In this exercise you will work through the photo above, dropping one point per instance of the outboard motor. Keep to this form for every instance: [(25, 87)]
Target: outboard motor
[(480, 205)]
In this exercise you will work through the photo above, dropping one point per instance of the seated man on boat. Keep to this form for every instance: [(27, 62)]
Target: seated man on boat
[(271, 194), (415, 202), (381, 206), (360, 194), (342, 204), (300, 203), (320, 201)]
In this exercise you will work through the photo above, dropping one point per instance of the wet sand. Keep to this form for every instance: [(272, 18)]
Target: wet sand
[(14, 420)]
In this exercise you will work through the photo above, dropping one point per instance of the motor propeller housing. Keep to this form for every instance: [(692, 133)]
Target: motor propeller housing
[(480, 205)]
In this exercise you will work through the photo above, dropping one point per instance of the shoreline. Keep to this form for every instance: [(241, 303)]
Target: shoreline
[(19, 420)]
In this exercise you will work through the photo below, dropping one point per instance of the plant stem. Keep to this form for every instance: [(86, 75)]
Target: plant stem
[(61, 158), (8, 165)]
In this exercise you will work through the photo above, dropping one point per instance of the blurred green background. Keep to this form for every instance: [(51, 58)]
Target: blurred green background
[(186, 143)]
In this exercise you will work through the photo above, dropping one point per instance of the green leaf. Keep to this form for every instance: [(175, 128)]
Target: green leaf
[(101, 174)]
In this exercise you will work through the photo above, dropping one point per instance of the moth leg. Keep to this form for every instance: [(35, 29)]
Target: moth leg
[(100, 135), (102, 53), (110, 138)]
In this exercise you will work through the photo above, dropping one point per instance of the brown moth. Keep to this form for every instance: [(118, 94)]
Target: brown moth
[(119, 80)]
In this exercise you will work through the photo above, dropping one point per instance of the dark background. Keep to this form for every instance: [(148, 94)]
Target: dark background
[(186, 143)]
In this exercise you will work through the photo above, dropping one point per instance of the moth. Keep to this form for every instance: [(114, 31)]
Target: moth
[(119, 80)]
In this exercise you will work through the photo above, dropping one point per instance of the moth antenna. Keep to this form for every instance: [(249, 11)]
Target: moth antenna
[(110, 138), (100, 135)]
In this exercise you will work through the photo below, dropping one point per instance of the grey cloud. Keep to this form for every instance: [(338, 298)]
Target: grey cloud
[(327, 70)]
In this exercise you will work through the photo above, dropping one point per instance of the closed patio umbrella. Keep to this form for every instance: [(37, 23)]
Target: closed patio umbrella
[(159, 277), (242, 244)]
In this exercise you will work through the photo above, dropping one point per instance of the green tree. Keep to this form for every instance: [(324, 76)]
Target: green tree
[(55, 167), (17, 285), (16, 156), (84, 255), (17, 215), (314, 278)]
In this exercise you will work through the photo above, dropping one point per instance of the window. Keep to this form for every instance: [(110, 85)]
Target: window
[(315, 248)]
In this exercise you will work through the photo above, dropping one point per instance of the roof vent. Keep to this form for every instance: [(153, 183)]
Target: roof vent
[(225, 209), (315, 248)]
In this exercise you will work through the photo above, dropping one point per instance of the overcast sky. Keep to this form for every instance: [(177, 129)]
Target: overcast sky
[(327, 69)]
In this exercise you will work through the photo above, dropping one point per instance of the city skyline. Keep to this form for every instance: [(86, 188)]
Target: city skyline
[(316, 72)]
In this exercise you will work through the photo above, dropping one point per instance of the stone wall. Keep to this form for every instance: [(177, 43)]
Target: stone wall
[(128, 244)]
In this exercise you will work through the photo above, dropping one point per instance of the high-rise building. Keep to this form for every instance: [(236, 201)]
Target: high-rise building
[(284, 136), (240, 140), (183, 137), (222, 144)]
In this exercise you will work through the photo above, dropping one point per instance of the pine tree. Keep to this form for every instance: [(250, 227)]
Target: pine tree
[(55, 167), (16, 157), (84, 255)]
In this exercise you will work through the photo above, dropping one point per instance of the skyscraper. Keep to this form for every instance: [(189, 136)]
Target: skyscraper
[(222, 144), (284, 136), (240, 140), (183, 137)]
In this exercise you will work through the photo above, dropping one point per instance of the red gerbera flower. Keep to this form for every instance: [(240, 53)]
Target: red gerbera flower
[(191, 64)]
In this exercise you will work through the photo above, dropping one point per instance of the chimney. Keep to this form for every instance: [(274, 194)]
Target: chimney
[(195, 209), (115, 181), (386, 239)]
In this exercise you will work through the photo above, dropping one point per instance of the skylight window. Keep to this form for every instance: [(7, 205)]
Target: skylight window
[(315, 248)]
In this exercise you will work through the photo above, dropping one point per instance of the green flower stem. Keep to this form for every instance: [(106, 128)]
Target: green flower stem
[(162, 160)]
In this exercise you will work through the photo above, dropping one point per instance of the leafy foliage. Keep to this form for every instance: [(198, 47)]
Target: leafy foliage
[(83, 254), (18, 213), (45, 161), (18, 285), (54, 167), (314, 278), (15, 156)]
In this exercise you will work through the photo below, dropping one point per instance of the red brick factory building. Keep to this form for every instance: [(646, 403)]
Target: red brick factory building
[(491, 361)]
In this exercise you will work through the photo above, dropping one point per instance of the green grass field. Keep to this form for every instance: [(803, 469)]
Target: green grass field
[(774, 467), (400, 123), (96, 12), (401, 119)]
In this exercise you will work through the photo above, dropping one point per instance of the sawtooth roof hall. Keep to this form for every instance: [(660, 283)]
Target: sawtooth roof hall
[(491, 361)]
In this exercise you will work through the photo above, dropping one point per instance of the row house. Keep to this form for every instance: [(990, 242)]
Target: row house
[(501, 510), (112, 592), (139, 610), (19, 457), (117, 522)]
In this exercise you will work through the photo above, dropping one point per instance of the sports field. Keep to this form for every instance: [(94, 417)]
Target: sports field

——

> [SET EXERCISE]: Please edit every one of the entries above so that "dropping one point" becomes "placing one point" and nothing else changes.

> [IN RESPONSE]:
In this exercise you will work through the photo above, placing one point per instance of the outboard motor. Keep to this form for every instance: [(25, 87)]
Target: outboard motor
[(480, 205)]
In this exercise you will work through the photo above, placing one point per instance of the seated man on boat. Keep to this form for every instance: [(27, 62)]
Target: seated man on boat
[(271, 194), (415, 202), (381, 206), (360, 194), (342, 204), (300, 203), (320, 201)]
In this exercise you will work through the photo above, placing one point per instance of the wet sand. Keep to this form for every instance: [(272, 18)]
Target: wet sand
[(14, 420)]
In this exercise you will work through the photo above, placing one point per instance of the motor propeller housing. Keep to this form for every instance: [(692, 133)]
Target: motor propeller housing
[(480, 205)]
In this exercise you will work through the photo above, placing one point per instance of the shoreline. Keep to this form for every instance: [(241, 303)]
Target: shoreline
[(19, 420)]
In this exercise you will work through the photo below, placing one point per instance of the plant stem. Keep to this form for every instance: [(86, 75)]
Target: plant stem
[(61, 158), (8, 165)]
In this exercise you will work through the photo above, placing one point per instance of the blurred green background. Keep to this form for every instance: [(51, 58)]
Target: blurred green background
[(186, 143)]
In this exercise you will work through the photo above, placing one point per instance of the green leaf. Keep to this form for every instance: [(175, 128)]
Target: green leaf
[(101, 174)]
In this exercise you will work through the photo above, placing one point per instance of the moth leg. Keep to this form for every instance: [(35, 29)]
Target: moth leg
[(100, 135), (102, 53), (110, 138)]
In this exercise you will work through the photo above, placing one point per instance of the brown moth. Keep to this form for every instance: [(118, 94)]
Target: brown moth
[(119, 80)]
In this exercise you will work through the photo above, placing one point per instance of the dark background. Keep to this form for every instance: [(148, 94)]
Target: dark background
[(186, 143)]
In this exercise you will work through the photo above, placing one point per instance of the moth. Keep to this form for every instance: [(114, 31)]
Target: moth
[(119, 80)]
In this exercise you will work through the photo above, placing one point per instance of the moth antenna. Keep to this form for every instance: [(249, 11)]
Target: moth antenna
[(110, 138), (100, 135)]
In this exercise you will work through the photo below, placing one point per instance of the grey cloud. Keep to this form for every instance: [(338, 298)]
Target: grey cloud
[(327, 70)]
In this exercise you will work through the photo above, placing one point per instance of the closed patio umbrella. Keep to this form for every instance: [(37, 23)]
Target: closed patio umbrella
[(159, 277), (242, 244)]
In this exercise you will work through the photo above, placing one point per instance of the green tree. Keep to this form for every instance: [(324, 76)]
Target: green tree
[(55, 167), (17, 285), (16, 156), (84, 255), (17, 215), (314, 278)]
In this exercise you will work through the photo above, placing one point per instance of the window. Keep to this form for every instance: [(110, 85)]
Target: window
[(315, 248)]
In this exercise you will work through the photo above, placing one point per instance of the roof vent. Keep to this form for every instance: [(153, 183)]
Target: roof vent
[(225, 209), (315, 248)]
In this exercise you will work through the photo above, placing one point per instance of the overcast sky. Keep to this form for every instance: [(177, 129)]
Target: overcast sky
[(327, 69)]
In this exercise you will work through the photo above, placing one point per instance of the city skyline. Keep to this form for every instance: [(86, 188)]
Target: city skyline
[(316, 72)]
In this exercise you will work through the photo above, placing one point per instance of the stone wall. Keep to this form for every instance: [(177, 43)]
Target: stone wall
[(128, 244)]
In this exercise you will work through the photo above, placing one point per instance of the high-rise building. Keep to this form for every instance: [(236, 201)]
Target: high-rise building
[(284, 136), (240, 140), (183, 137), (222, 144)]
In this exercise you will work through the photo above, placing one point per instance of the pine tree. Keep to this form for every instance: [(250, 227)]
Target: pine tree
[(55, 167), (16, 157), (84, 255)]
In this exercise you will work through the photo above, placing one point per instance of the skyscraper. Keep to this form for every instance: [(189, 136)]
Target: skyscraper
[(222, 144), (284, 136), (240, 140), (183, 137)]
In this exercise you will work through the photo above, placing one point per instance of the red gerbera flower. Keep to this form for every instance: [(240, 53)]
Target: red gerbera flower
[(191, 64)]
In this exercise you will work through the photo above, placing one point per instance of the chimney. Keep to this form for every instance: [(274, 194)]
Target: chimney
[(195, 209), (115, 181), (386, 239)]
In this exercise you will work through the photo above, placing one point per instance of the skylight window. Keep to this form for every instance: [(7, 205)]
Target: skylight window
[(315, 248)]
In this exercise you will work through the photo above, placing one point per instance of the green flower stem. Keep to this form for every instance: [(106, 128)]
Target: green flower stem
[(162, 160)]
In this exercise you will work through the photo above, placing one point per instance of the leafy foliage. Keep to this form for every instance: [(198, 47)]
Target: leafy foliage
[(83, 254), (18, 213), (45, 161), (18, 285), (54, 167), (314, 278), (15, 156)]
In this exercise you will work through the photo below, placing one point per instance of the red brick factory building. Keep to this form for every instance: [(646, 403)]
Target: red brick factory building
[(491, 361)]
In this exercise you will work through the photo above, placing one point per instance of the green grass field. Keep to this form for every instance: [(803, 469)]
Target: green grass field
[(774, 467), (400, 123), (96, 12), (401, 119)]
In this exercise you will work through the photo above, placing one point per instance of the sawtooth roof hall. Keep to this form for every instance: [(660, 283)]
Target: sawtooth roof hall
[(491, 361)]
In this exercise you will work through the photo above, placing one point per instance of the row house. Keep to this form for every instance: [(990, 242)]
Target: row house
[(501, 510), (112, 592), (139, 610), (19, 457), (117, 522)]
In this exercise you will work through the photo above, placing one point per instance of the sports field. Keep to this form for every instance: [(94, 417)]
Target: sports field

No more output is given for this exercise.